━━━━━ Passage shown

Utility maximization in a multidimensional semimartingale model with nonlinear wealth dynamics

Abstract

We explore martingale and convex duality techniques to maximize expected risk-averse utility from consumption in a general multi-dimensional (non-Markovian) semimartingale market model with jumps and non-linear wealth dynamics. The model allows to incorporate additional cash flows via non-linear margin payment functions in the drift term that depend on the allocation proportion. These can be used to cast frictions such as the impact of the portfolio choices of a ‘large’ investor on the expected assets’ returns, funding costs arising from differential borrowing and lending rates, and the cash inflow of a firm in a neoclassical economy with constant return-to-scale Cobb–Douglas technology subject to exogenous aggregate shocks. We provide a general verification theorem for random utility fields satisfying the usual Inada conditions, find conditions under which jumps in our model lead to precautionary saving, and present an explicit characterization for CRRA. We report two-fund separation-type results which assert that optimal allocations move along one-dimensional segments, and illustrate our results numerically for various margin payment functions and bounded variation tempered \(\alpha \)-stable jumps.

Appendix

Proof of Theorem 1

We prove first part (b). Since \(Y_0^{x,\hat{\varphi }}/H_0^{\hat{\varphi }}=\mathcal {X}^{\varphi }(\mathcal {Y}^{\varphi }(x))=x,\) it suffices to show that \(Y^{x,\hat{\varphi }}/H^{\hat{\varphi }}\) satisfies the wealth equation (9) for the pair \((\hat{\pi },\hat{\gamma }).\)

━━━━━━━━━━

### [Exercise task a]
List the frictions that, according to the paper excerpt, the non-linear margin payment functions can be used to cast.
The rows that follow have no connection to the paper excerpt.

━━━━━ Data extract

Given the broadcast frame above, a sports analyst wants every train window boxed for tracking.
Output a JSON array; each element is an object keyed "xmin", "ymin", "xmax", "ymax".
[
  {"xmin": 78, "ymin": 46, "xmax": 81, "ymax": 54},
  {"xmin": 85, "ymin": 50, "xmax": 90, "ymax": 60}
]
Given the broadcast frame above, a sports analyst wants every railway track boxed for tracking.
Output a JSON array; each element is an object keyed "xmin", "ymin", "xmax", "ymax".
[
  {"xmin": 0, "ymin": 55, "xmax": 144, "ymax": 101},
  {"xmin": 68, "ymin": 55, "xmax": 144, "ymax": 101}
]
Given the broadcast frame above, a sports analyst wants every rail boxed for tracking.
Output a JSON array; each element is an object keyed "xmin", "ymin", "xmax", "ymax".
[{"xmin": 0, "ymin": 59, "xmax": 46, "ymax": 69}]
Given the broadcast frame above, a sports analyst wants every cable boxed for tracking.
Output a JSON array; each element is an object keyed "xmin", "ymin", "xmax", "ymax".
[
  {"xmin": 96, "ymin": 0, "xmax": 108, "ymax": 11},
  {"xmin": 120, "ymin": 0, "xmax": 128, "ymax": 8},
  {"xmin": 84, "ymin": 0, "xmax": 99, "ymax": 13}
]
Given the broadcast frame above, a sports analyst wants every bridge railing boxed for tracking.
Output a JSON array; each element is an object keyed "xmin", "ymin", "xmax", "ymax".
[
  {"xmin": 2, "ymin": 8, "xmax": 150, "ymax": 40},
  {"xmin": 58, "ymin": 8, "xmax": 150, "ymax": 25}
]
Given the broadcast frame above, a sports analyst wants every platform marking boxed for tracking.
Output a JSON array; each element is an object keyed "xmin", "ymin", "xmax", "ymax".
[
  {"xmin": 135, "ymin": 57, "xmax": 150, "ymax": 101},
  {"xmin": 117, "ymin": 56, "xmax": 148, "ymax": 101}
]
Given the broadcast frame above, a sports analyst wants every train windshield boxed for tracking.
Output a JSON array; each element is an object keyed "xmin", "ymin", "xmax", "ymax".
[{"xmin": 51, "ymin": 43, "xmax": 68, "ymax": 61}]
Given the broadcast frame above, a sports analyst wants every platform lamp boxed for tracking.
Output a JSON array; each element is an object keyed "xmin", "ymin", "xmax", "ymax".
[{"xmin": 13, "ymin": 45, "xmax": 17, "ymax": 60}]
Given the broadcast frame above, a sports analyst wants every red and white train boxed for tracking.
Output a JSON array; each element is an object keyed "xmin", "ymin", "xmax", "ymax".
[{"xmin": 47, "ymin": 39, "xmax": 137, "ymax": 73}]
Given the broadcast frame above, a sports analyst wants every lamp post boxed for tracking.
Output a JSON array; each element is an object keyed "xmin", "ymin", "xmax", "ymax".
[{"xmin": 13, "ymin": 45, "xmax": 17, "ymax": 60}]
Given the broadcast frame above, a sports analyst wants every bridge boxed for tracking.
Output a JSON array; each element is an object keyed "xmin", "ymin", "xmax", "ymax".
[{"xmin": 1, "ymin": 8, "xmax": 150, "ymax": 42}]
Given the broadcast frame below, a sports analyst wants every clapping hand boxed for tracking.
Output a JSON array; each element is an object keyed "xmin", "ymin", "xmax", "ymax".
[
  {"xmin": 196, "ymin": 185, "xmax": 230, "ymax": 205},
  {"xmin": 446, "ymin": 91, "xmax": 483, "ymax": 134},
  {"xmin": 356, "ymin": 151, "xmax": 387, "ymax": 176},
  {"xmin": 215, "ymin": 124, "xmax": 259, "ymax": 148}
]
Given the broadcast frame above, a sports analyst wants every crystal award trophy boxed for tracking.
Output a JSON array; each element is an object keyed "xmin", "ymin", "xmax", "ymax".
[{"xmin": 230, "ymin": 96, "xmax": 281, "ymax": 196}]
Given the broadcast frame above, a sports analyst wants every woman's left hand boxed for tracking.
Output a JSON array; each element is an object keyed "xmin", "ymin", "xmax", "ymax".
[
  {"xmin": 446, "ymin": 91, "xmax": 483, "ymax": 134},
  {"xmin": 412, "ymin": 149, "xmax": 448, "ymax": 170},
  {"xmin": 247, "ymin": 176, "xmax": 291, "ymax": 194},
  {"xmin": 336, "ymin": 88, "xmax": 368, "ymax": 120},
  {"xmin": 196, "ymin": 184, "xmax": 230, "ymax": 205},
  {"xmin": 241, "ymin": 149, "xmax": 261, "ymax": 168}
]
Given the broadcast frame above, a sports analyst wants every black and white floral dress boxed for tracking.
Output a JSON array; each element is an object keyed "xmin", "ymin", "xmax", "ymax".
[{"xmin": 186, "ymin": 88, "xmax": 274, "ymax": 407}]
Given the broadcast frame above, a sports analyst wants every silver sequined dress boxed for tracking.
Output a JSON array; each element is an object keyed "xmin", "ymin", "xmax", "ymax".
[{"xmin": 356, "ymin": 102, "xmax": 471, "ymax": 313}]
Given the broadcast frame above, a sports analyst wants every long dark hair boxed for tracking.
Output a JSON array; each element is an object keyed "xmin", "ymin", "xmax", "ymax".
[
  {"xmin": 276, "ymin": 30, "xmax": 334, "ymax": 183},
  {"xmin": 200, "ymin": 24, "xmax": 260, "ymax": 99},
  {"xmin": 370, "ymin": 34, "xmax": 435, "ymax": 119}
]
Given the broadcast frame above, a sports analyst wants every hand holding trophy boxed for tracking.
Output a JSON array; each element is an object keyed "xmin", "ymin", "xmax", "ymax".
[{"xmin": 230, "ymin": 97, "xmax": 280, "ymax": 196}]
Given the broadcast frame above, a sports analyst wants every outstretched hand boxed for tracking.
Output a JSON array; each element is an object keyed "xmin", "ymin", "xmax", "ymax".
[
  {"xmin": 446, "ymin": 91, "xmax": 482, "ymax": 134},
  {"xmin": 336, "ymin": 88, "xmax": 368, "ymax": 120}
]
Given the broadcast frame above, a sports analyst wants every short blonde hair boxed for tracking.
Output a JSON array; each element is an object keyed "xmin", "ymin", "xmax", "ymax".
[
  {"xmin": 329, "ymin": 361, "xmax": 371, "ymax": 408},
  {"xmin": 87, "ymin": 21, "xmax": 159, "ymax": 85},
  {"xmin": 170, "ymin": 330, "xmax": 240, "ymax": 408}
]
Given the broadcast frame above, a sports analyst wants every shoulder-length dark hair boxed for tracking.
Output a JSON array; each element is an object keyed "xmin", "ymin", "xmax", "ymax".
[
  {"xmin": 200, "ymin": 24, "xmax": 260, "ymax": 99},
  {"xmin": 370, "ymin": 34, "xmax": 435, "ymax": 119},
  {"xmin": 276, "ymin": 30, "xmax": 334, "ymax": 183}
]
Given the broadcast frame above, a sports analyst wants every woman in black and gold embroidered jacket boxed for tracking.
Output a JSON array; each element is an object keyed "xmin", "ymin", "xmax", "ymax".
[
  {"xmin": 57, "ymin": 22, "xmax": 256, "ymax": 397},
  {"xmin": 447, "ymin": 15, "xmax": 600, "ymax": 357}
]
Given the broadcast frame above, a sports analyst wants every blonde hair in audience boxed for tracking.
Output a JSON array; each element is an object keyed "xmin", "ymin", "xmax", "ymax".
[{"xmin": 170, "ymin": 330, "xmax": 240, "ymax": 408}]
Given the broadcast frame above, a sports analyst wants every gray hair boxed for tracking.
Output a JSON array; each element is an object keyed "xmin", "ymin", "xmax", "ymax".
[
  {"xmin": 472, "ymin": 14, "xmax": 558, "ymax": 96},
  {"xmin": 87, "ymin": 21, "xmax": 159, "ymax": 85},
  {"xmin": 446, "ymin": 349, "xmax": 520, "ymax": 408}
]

━━━━━━━━━━

### [Exercise task b]
Find every line in the rows that contains the string "train", matching case, and copy each of those lines.

### [Complete answer a]
- The impact of the portfolio choices of a "large" investor on the expected assets' returns
- Funding costs arising from differential borrowing and lending rates
- The cash inflow of a firm in a neoclassical economy with constant return-to-scale Cobb–Douglas technology subject to exogenous aggregate shocks

### [Complete answer b]
Given the broadcast frame above, a sports analyst wants every train window boxed for tracking.
Given the broadcast frame above, a sports analyst wants every train windshield boxed for tracking.
Given the broadcast frame above, a sports analyst wants every red and white train boxed for tracking.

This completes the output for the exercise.